◆ **Selected text**
Instead, what we find is calls for a superior version of ourselves to endure conditions at work.

Overlooked is excess emphasis on atmashakti at the expense of questioning may land us with more boring than interesting.

In politics, blind faith in inner strength and no questions asked is a fine way to serve fascist outfits.

Stress caravans serving a few

Third, compliance with existing models of work, demand for long hours at work and high productivity needn't automatically strengthen the hands of entities (like the State), we usually count on for everyone's welfare. This is because currently, we are witnessing disparity in the distribution of wealth.

As money lines the pockets of an industrial and technology-owning elite more than the rest, the average Joe diligently working longer hours could make the elite get rich faster than himself or the State.

Don't forget the last time somebody mentioned taxing the Indian rich, it became a huge controversy. This specter of increasingly unequal wealth ownership was among reasons why the recommendation of a 70 hours-work week by an Indian infotech czar some time back, met with criticism.

We can't have longer work hours and rising inequality in income and wealth ownership, at the same time -- can we?

Nobody disputes the fact that the IT czar in question worked long hours to build his partnership firm. But today infotech is a mature business.

Further, it's juvenile for anyone to assume oneself as role model for others simply because one became monetarily successful and contributed to GDP.

Is money all that is there between our ears? Is money all we have to tell our children on a troubled planet?

Fourth, there is a photograph from my childhood I never forget.

Back in the 1960s and 1970s, Japan's ascent to being an Asian economic tiger was documented by some books. One of them, still there in my uncle's library, had a photograph of peak hour travel in a Japanese train. It showed tired executives packed like sardines. There were also pages devoted to the problem of work-induced stress.

Recorded data:
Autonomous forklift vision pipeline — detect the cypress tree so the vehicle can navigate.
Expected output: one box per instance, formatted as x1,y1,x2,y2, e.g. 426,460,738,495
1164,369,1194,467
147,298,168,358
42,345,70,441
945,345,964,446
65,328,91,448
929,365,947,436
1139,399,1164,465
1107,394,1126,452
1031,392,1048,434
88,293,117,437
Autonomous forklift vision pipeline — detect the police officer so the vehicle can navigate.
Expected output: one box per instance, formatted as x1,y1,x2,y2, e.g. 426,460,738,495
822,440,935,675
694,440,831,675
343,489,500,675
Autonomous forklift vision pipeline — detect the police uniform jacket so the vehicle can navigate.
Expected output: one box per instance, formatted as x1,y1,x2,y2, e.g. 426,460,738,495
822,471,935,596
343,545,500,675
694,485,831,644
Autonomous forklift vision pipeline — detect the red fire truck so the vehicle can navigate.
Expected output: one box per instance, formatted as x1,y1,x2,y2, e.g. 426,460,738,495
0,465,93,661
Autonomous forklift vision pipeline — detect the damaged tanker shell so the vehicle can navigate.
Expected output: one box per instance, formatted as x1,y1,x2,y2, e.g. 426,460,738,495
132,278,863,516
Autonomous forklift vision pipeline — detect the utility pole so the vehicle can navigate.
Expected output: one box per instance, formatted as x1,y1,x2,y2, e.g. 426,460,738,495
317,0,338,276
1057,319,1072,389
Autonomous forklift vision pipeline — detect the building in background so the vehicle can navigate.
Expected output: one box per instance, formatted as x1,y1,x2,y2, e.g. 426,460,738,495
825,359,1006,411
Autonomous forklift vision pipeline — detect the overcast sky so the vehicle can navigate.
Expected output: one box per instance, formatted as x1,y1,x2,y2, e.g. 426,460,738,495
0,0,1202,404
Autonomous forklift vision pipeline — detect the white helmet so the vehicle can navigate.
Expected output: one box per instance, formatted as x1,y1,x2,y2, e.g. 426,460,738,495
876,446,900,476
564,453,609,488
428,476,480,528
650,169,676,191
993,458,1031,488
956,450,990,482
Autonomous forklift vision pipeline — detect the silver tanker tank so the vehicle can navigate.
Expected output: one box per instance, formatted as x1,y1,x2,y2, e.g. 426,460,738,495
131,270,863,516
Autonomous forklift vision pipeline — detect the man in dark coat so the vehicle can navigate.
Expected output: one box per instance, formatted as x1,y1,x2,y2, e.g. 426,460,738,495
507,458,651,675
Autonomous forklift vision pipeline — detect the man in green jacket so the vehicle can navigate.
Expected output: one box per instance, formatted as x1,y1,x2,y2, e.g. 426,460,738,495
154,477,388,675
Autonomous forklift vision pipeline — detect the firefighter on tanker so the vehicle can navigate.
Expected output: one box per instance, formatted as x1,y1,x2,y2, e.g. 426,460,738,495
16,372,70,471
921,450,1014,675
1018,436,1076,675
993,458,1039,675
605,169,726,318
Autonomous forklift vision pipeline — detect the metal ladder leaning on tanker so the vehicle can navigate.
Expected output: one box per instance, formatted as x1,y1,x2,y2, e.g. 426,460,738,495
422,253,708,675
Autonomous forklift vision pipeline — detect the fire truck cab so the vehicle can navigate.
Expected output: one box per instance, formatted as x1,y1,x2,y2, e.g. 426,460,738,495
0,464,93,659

◆ **What is needed**
Copy everything from "Nobody disputes the" down to "contributed to GDP." in the passage on work hours, swapping "juvenile" for "childish". These rows were taken from a different source than the text.

◆ **Response**
Nobody disputes the fact that the IT czar in question worked long hours to build his partnership firm. But today infotech is a mature business.

Further, it's childish for anyone to assume oneself as role model for others simply because one became monetarily successful and contributed to GDP.